* Exercise directions: Render every record below as a two-column CSV with the headers "instruction" and "points". Give one row per record with its text and its answer, each in a single quoted field, and turn any line breaks into spaces.

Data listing
++++++
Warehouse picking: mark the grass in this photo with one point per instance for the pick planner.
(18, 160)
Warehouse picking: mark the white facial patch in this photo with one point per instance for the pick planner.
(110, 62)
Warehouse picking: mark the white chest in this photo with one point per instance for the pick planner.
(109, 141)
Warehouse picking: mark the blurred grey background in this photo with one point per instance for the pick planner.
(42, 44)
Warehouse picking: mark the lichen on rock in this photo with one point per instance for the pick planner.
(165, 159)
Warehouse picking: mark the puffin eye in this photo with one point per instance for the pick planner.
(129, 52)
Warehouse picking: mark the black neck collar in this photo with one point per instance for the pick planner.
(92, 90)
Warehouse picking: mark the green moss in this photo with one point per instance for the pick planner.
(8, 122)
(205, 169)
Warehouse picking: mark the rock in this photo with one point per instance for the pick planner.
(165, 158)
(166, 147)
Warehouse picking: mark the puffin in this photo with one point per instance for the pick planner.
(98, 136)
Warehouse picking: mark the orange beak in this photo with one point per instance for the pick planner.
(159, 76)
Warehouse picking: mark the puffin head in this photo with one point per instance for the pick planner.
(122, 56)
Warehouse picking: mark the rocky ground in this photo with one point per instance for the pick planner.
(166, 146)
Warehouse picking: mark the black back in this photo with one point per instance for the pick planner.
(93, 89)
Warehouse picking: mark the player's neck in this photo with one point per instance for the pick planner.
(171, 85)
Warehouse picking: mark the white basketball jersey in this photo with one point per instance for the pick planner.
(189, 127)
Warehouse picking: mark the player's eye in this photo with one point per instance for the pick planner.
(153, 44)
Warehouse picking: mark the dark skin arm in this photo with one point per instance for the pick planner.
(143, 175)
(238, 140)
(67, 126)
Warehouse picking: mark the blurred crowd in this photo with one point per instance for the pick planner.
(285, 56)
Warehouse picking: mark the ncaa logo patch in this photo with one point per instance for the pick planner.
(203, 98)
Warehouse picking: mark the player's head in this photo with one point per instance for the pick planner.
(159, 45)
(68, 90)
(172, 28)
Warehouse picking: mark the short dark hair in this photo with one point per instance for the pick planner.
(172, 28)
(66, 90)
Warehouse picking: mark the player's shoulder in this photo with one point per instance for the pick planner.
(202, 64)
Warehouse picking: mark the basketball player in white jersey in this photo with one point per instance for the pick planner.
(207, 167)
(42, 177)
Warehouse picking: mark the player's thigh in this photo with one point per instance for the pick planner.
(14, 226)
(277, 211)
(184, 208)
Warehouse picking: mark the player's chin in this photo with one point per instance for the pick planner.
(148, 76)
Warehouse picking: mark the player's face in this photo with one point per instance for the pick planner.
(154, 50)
++++++
* Response to this task:
instruction,points
"Warehouse picking: mark the grass in this photo with one point per instance for the pick planner.","(18, 160)"
"Warehouse picking: mark the white facial patch in this photo with one point per instance for the pick planner.","(110, 62)"
"Warehouse picking: mark the white chest in this photo with one point per instance for the pick planner.","(109, 141)"
"Warehouse picking: mark the blurred grey background in this photo with one point per instance for the pick planner.","(42, 44)"
"Warehouse picking: mark the lichen on rock in this photo with one point per instance for the pick planner.","(165, 159)"
"Warehouse picking: mark the puffin eye in this photo with one point per instance for the pick planner.","(129, 52)"
"Warehouse picking: mark the black neck collar in this photo with one point per instance for the pick planner.","(92, 90)"
"Warehouse picking: mark the green moss in this photo with one point per instance for the pick planner.","(8, 122) (205, 169)"
"Warehouse picking: mark the rock in this photo with one point per instance for the pick planner.","(165, 158) (166, 147)"
"Warehouse picking: mark the puffin in this photo with one point per instance for the pick planner.","(98, 136)"
"Warehouse picking: mark the orange beak in this photo with one point per instance for the pick planner.","(159, 76)"
"Warehouse picking: mark the puffin head in this photo with one point per instance for the pick planner.","(122, 56)"
"Warehouse picking: mark the rocky ground in this photo with one point per instance for the pick planner.","(166, 146)"
"Warehouse picking: mark the black back in this photo with one point per instance for the pick planner.","(93, 89)"
"Warehouse picking: mark the player's neck in this photo with one point per instance for the pick planner.","(171, 85)"
"Warehouse picking: mark the white basketball jersey in this photo with one point per instance for the pick planner.","(189, 127)"
"Warehouse picking: mark the player's eye in this photo with one point per instance for the pick planner.","(153, 44)"
"Warehouse picking: mark the dark skin arm in this photo with one point per instance for the pick planner.","(143, 175) (238, 140) (67, 126)"
"Warehouse picking: mark the blurred crowd in this photo with one point per instance for the pick planner.","(285, 56)"
"Warehouse picking: mark the ncaa logo patch in this photo with one point per instance for the pick planner.","(203, 98)"
"Warehouse picking: mark the player's head in this photo with one point per instance for the pick planner.","(159, 45) (68, 90) (172, 28)"
"Warehouse picking: mark the short dark hair in this photo with one point per instance for the pick planner.","(172, 28) (66, 90)"
"Warehouse picking: mark the player's shoulder in this photo with one point per instance for the pick planner.","(202, 64)"
"Warehouse picking: mark the basketball player in white jersey in this photo with one point per instance for the pick planner.","(207, 167) (42, 177)"
"Warehouse picking: mark the player's thigh in this photo with one point per instance for the pick planner.","(14, 226) (277, 211) (184, 208)"
"Warehouse picking: mark the player's chin in this photo with one point per instance for the pick planner.","(148, 76)"
"Warehouse picking: mark the player's face in this photo with one point per instance for the pick planner.","(154, 50)"